— BEGIN LISTING —
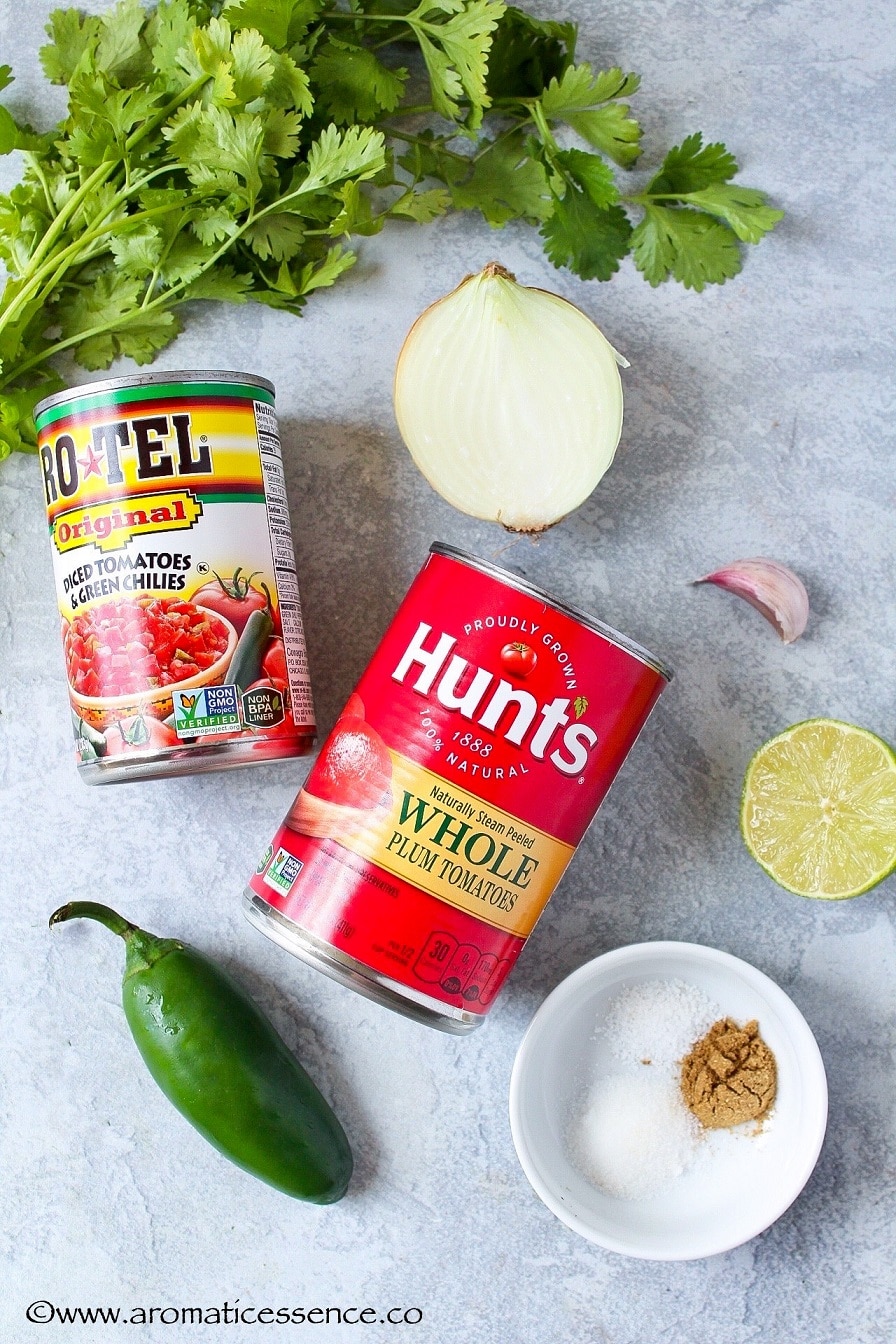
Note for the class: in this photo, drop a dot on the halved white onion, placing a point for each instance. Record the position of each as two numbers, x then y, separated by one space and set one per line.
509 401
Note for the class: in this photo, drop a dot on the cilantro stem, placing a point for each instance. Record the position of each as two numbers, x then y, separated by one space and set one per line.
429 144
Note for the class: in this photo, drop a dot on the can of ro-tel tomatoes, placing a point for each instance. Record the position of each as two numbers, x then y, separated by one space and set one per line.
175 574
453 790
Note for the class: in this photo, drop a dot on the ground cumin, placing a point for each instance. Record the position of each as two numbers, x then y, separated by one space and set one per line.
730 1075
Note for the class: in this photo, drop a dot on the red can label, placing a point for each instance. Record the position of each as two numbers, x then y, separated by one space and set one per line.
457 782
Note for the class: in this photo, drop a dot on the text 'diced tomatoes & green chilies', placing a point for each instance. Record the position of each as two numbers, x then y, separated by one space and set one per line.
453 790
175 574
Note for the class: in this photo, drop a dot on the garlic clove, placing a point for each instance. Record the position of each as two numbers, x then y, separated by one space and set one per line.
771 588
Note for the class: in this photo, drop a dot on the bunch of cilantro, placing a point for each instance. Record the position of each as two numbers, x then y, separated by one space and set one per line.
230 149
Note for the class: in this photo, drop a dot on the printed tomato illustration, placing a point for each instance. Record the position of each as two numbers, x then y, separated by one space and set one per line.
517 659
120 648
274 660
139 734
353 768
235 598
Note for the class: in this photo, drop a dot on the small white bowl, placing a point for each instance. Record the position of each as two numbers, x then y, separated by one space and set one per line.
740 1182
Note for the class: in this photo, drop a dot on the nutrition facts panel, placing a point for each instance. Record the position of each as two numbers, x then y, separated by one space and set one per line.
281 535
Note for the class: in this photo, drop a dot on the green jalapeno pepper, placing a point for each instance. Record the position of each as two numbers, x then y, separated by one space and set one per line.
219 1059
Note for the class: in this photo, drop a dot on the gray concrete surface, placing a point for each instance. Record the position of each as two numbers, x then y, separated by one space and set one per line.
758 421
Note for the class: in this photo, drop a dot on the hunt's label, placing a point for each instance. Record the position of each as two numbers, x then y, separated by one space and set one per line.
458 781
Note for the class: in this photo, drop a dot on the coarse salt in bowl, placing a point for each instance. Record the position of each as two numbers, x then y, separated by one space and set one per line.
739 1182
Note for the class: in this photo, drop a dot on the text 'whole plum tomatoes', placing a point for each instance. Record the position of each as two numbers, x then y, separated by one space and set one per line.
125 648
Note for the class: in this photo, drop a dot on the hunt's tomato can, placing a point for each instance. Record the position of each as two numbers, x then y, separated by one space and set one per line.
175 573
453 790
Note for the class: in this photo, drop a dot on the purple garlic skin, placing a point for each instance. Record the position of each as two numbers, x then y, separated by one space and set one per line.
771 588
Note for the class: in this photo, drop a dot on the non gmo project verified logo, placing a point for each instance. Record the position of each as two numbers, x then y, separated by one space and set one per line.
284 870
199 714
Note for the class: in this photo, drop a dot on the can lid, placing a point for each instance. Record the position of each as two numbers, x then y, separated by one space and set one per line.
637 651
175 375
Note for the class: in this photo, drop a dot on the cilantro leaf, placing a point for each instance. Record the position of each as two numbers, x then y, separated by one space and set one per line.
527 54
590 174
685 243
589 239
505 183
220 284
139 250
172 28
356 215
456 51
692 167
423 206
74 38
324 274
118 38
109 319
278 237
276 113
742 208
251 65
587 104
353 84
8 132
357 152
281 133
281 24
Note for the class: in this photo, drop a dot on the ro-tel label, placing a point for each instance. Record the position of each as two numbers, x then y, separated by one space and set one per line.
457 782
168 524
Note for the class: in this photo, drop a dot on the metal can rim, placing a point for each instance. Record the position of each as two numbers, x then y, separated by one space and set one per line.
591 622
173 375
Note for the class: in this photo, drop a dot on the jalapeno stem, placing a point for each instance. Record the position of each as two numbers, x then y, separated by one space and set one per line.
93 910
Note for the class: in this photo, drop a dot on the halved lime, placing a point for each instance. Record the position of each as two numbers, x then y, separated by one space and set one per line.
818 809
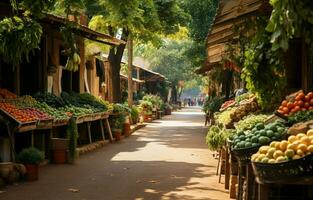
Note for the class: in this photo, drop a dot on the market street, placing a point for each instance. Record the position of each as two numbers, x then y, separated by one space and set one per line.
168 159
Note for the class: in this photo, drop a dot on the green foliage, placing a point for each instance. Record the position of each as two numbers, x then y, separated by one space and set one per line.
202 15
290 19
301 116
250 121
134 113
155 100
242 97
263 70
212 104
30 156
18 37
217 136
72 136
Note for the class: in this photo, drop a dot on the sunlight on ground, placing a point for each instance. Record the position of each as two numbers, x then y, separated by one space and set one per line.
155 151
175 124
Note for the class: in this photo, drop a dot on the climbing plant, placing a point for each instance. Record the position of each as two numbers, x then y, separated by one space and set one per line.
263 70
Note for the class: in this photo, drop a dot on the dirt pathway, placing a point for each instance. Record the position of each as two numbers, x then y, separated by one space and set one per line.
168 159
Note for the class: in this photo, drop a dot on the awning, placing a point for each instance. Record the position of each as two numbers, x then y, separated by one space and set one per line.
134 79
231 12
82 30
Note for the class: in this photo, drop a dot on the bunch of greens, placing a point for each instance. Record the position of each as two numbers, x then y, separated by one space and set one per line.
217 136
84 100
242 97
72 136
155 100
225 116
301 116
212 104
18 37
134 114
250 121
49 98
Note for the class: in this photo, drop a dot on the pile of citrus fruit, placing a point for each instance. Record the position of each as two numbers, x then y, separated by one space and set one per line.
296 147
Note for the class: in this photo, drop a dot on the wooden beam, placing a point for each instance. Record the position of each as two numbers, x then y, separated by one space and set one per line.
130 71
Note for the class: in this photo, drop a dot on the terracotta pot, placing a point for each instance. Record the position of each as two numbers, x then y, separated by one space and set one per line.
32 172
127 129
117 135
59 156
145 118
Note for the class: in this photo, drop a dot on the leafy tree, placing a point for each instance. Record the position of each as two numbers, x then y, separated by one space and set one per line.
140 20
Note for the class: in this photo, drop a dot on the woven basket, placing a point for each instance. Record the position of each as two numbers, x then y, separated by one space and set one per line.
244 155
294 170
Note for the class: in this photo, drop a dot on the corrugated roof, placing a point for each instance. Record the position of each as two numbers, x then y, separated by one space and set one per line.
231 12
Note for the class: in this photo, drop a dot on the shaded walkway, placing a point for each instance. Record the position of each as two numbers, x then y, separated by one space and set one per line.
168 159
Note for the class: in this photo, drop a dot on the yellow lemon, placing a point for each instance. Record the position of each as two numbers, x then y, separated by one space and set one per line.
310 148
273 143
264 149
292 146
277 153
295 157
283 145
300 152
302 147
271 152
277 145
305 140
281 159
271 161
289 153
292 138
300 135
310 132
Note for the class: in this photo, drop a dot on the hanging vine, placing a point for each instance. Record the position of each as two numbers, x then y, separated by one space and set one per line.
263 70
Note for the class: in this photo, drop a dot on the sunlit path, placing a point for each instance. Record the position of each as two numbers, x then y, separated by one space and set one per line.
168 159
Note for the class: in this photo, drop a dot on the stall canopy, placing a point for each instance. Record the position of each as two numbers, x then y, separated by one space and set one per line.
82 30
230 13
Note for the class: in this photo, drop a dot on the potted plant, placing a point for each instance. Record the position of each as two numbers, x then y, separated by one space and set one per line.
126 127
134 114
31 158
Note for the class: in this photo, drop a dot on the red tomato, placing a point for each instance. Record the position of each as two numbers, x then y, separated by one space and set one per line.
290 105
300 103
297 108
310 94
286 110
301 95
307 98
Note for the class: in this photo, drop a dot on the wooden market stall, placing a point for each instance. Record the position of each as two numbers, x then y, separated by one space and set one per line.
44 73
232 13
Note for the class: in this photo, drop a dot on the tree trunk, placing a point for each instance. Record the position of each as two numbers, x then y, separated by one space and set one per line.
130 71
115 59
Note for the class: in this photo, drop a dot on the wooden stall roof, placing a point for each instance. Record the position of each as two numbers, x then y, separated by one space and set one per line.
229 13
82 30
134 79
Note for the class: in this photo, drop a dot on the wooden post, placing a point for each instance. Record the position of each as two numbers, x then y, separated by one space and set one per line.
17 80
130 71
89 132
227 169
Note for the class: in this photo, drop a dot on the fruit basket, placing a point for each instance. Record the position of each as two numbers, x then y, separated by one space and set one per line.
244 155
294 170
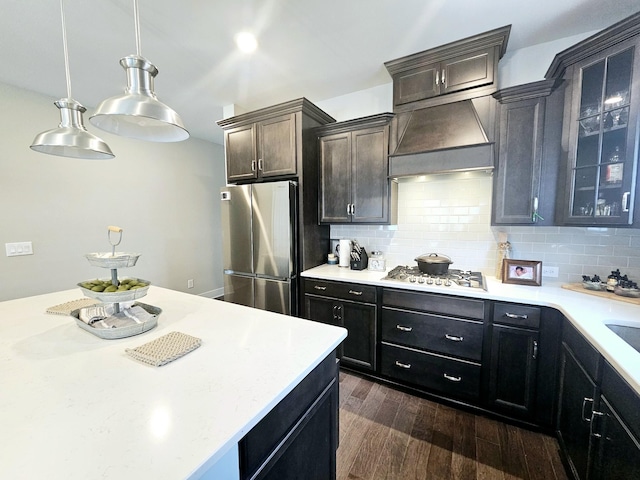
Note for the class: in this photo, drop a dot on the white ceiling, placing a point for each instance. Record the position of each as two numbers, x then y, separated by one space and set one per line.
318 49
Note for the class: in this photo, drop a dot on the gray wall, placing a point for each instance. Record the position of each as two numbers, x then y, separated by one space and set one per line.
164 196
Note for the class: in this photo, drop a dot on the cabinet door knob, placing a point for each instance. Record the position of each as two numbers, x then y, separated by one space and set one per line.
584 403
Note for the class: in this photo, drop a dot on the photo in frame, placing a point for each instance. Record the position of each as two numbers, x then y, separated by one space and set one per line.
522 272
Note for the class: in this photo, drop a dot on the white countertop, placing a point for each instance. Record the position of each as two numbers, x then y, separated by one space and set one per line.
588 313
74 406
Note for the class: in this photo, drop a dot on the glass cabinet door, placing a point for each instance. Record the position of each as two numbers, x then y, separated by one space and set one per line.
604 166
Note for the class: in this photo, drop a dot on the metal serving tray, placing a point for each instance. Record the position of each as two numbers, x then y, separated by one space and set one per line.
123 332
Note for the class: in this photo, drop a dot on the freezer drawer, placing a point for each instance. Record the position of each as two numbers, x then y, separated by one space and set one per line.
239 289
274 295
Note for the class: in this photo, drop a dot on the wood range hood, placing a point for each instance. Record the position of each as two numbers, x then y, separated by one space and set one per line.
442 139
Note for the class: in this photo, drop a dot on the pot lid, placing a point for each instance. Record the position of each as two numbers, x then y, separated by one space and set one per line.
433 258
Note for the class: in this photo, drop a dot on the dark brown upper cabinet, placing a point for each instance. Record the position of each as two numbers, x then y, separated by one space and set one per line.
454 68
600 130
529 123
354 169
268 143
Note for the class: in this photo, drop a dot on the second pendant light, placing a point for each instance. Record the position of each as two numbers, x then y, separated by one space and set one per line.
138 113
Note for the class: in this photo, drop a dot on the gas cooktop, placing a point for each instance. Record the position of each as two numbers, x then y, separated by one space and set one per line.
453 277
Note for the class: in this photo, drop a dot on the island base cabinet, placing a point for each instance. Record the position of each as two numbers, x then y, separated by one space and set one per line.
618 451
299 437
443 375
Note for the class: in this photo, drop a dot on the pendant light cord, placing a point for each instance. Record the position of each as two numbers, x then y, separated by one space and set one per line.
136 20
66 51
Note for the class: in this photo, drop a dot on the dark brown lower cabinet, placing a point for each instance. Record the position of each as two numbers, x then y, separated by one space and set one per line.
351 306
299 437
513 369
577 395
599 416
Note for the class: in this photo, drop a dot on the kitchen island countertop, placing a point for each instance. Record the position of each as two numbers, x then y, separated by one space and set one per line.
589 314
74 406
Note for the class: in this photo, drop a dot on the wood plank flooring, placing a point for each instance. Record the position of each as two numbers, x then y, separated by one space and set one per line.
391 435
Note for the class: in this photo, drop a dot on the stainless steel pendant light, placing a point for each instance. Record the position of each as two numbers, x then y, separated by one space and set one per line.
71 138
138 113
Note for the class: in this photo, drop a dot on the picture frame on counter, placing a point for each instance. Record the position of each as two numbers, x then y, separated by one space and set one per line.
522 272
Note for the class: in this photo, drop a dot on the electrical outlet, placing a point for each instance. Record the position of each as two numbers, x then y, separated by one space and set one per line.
— END LISTING —
OBJECTIVE =
Take the line with "on the pendant" and all lines after it to the last line, and reproduce them exactly.

RESULT =
Note for the class: in this photo, drop a dot on the pendant light cord, placing a point for each instance. Record the position of each as two numbers, x then y, separated by one space and set one per line.
136 20
66 51
Note for the class: in this photo, drop a dot on the dark brown lower cabinet, placing a point for each instance. Record the position of each as two numbers, x then y, separated by one space and set one per line.
351 306
299 437
513 369
577 395
599 416
Note for the class: in this photo, drop a dot on the kitchen island countertop, placing a point for each instance. Record the position of each as two numbers, x then y, separated by one space and set one per line.
589 314
74 406
Note for the class: in this photo, drop a dot on the wood plank flooring, placing a point for each instance. Record the position of each as two numbers, x then y, separated by one space and set one per line.
391 435
Note for the class: in this photo, drop a dot on the stainless steel pendant light, placing a point for each instance. Record the position of each as two numbers, x then y, separated by one space and set one per line.
71 138
138 113
Note for the class: in this photo, drop a dot on the picture frame on counter, placing a point for each instance. Record the position of each as two numbers, x then y, separated by one space and set one per line.
522 272
Note for the class: in this photo, drop a dot on the electrical outlet, placing a point for each instance. Record the position of each as two numbers, x then y, separated by one space and set one per line.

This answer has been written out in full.